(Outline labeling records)
◆ ◆ ◆ ◆ ◆ ◆ ◆
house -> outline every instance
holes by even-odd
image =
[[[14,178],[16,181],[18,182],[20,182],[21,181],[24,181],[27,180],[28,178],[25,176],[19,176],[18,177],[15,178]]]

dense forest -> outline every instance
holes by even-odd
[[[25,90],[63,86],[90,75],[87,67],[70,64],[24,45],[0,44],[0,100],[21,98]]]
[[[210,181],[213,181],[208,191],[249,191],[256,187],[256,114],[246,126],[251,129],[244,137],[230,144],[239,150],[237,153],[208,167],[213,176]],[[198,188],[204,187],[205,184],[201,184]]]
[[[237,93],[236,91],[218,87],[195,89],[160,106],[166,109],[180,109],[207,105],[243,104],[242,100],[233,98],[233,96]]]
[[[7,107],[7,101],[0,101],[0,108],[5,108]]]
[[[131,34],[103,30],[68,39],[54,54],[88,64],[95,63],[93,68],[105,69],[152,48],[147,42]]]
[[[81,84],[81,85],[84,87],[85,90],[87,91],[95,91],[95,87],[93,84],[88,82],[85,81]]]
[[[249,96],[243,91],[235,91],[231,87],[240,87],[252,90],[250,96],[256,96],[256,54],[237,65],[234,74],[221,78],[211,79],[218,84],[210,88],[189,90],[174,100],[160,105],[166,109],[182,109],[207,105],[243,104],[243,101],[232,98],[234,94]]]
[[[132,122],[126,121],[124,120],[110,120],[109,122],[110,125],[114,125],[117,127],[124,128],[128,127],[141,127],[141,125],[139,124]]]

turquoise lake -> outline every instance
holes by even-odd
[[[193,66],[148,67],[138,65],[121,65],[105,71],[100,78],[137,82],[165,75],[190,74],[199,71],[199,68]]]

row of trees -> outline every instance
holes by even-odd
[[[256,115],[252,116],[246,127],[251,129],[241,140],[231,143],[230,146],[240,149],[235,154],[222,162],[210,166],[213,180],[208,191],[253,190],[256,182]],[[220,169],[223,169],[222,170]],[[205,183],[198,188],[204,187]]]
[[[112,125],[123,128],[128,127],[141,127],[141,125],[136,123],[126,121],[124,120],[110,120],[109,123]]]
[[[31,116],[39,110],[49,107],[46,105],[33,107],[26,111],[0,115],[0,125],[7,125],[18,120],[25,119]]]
◆ ◆ ◆ ◆ ◆ ◆ ◆
# Given exercise
Give back all the records exactly as they stand.

# Exercise result
house -> outline every instance
holes by even-odd
image =
[[[14,178],[16,181],[18,182],[20,182],[21,181],[24,181],[27,180],[28,178],[25,176],[19,176],[18,177],[15,178]]]

dense forest -> outline every instance
holes by even-odd
[[[25,90],[63,86],[90,75],[87,67],[70,64],[24,45],[0,44],[0,100],[21,98]]]
[[[210,181],[213,181],[208,191],[249,191],[256,187],[256,114],[246,126],[251,129],[244,137],[230,144],[239,150],[237,153],[208,167],[213,176]],[[198,188],[204,187],[205,184],[201,184]]]
[[[237,93],[236,91],[218,87],[195,89],[160,106],[166,109],[180,109],[207,105],[243,104],[242,100],[233,98],[233,96]]]
[[[7,107],[7,101],[0,101],[0,108],[5,108]]]
[[[131,34],[103,30],[68,39],[54,54],[88,64],[95,63],[93,68],[105,69],[152,48],[147,42]]]
[[[81,84],[81,85],[84,87],[85,90],[87,91],[95,91],[95,87],[93,84],[88,82],[85,81]]]
[[[249,96],[243,91],[235,91],[231,87],[240,87],[252,90],[250,96],[256,96],[256,54],[237,65],[234,74],[221,78],[211,79],[218,84],[210,88],[189,90],[174,100],[160,105],[166,109],[182,109],[207,105],[243,104],[243,101],[232,98],[234,94]]]
[[[132,122],[126,121],[124,120],[110,120],[109,122],[110,125],[114,125],[117,127],[124,128],[128,127],[141,127],[141,125],[139,124]]]

turquoise lake -> outline every instance
holes by even-odd
[[[193,66],[148,67],[138,65],[121,65],[105,71],[100,78],[137,82],[165,75],[190,74],[199,71],[199,68]]]

row of trees -> outline every instance
holes by even-odd
[[[256,115],[252,116],[246,127],[251,129],[241,140],[231,143],[230,146],[240,149],[235,154],[222,162],[210,166],[213,180],[208,191],[253,190],[256,182]],[[220,169],[223,169],[222,170]],[[205,183],[198,188],[204,187]]]
[[[112,125],[123,128],[128,127],[141,127],[141,125],[136,123],[126,121],[124,120],[110,120],[109,123]]]
[[[31,116],[39,110],[49,107],[46,105],[33,107],[26,111],[0,115],[0,125],[7,125],[18,120],[25,119]]]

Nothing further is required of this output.